**Task statement**
Reproduce the material below, everything from the line containing "Where can you see the red roof" down to the end of the material, requests included, and shift every point coordinate in the answers by -47.

**Supplied entries**

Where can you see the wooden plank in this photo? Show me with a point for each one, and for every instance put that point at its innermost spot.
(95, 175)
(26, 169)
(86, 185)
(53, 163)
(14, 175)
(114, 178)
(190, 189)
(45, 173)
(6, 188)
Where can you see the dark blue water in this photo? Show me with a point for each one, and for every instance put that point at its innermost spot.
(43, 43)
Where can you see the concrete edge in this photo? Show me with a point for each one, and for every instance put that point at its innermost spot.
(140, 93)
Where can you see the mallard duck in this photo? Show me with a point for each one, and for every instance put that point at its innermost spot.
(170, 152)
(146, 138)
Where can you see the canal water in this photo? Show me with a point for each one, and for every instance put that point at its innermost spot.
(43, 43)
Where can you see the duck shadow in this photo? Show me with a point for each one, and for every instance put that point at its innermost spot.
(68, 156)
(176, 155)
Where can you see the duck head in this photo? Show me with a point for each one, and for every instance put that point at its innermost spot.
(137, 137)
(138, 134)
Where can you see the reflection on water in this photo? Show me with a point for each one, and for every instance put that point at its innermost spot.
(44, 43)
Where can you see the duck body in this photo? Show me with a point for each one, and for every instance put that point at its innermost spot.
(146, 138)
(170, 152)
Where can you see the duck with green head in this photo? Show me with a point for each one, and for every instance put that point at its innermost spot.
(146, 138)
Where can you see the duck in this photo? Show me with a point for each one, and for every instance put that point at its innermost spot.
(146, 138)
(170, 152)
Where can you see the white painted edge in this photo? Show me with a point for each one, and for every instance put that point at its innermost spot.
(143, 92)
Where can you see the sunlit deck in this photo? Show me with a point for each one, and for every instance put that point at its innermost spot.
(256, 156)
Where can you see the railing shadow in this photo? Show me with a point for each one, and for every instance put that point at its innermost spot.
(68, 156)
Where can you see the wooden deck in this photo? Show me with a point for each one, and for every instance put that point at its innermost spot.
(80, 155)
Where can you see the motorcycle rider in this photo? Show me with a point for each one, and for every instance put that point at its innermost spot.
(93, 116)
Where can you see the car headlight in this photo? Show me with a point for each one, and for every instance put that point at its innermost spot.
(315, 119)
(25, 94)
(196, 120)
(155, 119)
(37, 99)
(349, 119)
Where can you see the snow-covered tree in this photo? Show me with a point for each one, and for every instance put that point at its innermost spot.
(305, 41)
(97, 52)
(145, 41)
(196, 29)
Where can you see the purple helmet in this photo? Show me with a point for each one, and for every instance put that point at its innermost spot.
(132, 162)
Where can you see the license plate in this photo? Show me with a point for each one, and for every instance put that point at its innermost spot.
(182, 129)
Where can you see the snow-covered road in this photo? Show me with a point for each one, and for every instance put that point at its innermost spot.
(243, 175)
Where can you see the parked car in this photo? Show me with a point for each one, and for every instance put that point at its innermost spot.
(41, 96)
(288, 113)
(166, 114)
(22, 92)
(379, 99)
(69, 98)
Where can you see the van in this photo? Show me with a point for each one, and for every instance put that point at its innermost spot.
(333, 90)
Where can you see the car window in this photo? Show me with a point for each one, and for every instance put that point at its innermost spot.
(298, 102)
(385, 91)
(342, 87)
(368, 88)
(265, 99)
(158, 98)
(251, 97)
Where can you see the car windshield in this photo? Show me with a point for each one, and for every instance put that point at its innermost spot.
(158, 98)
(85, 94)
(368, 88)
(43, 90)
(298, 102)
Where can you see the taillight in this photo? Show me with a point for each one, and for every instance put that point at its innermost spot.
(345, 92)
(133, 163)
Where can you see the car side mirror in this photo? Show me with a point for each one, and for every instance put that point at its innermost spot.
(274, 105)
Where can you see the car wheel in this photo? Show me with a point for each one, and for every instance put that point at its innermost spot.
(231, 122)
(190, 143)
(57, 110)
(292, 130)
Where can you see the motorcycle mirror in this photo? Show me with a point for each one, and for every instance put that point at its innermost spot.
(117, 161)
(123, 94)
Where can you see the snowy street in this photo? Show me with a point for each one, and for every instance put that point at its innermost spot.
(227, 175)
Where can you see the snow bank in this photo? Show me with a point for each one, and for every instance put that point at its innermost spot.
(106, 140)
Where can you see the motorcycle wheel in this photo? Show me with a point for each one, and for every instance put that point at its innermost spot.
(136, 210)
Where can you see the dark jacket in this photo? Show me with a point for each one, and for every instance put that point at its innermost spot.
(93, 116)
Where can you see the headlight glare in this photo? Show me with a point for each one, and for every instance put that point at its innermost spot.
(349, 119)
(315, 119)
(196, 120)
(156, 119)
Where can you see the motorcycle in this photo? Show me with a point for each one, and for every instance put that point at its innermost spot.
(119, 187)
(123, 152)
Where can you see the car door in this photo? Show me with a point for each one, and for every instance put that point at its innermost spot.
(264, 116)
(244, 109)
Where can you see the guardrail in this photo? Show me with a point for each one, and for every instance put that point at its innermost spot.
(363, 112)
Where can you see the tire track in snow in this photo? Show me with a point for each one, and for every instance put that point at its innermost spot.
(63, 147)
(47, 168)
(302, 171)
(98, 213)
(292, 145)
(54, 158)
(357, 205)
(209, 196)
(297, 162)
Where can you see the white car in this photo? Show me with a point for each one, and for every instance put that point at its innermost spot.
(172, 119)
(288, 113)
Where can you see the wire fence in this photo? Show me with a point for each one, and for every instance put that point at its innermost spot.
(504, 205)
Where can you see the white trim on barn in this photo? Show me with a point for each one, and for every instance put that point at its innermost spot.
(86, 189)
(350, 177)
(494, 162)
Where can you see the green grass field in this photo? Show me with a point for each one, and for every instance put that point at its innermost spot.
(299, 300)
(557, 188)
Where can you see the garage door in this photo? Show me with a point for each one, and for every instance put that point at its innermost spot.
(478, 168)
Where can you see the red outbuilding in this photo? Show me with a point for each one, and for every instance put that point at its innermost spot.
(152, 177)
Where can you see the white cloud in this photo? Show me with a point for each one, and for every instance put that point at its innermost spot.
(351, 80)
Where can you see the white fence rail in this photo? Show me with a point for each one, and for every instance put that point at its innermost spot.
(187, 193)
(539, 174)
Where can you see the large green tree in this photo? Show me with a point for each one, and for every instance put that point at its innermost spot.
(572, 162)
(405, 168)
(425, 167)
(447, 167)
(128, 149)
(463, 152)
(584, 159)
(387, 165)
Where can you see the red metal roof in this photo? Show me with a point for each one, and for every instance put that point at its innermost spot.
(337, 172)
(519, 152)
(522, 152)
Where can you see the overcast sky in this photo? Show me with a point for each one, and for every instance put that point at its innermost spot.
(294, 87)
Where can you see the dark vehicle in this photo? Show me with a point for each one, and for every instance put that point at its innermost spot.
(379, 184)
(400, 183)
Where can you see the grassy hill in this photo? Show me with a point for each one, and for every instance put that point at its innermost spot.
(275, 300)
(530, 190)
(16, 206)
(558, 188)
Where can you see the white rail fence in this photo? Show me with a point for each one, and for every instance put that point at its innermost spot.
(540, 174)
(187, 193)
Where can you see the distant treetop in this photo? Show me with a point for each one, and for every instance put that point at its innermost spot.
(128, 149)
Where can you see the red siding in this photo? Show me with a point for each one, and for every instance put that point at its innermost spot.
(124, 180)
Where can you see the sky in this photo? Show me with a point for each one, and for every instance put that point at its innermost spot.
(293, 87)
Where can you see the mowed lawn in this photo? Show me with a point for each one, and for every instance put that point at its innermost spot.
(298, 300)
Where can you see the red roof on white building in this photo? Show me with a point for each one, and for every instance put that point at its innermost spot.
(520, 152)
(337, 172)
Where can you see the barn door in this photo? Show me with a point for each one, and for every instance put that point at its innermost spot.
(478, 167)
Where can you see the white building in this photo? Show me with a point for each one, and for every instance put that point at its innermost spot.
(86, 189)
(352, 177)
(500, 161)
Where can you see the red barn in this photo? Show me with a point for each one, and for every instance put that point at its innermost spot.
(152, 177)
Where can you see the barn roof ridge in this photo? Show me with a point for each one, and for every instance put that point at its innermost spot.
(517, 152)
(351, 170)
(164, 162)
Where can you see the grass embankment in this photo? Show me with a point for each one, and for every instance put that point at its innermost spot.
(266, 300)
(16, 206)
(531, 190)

**Result below**
Where can you see the red roof on white building in this photo? Show me with a point for each one, and for every instance put that point at its innermost spot.
(473, 105)
(290, 125)
Where can you see the barn door in this photo? Show me with a point for each one, and for every instance put that point at its innermost spot.
(431, 120)
Where can you see the white building in this photo? Show me with a point for each one, and for every instance put that point at its innermost spot.
(39, 142)
(305, 130)
(453, 114)
Where can you see the red barn in this photo? Show me with a point for each one, and for every instance put that point at its innermost spot.
(105, 130)
Where can you see the barn roof ridge in this photo? Show me with a point for each one, and for every instance put that point at its innermost spot.
(470, 105)
(304, 123)
(117, 115)
Where can you see the grass embankment in this photo? Show me with a point for each one, and for every instance put that point at its innermost spot.
(219, 253)
(-31, 159)
(484, 143)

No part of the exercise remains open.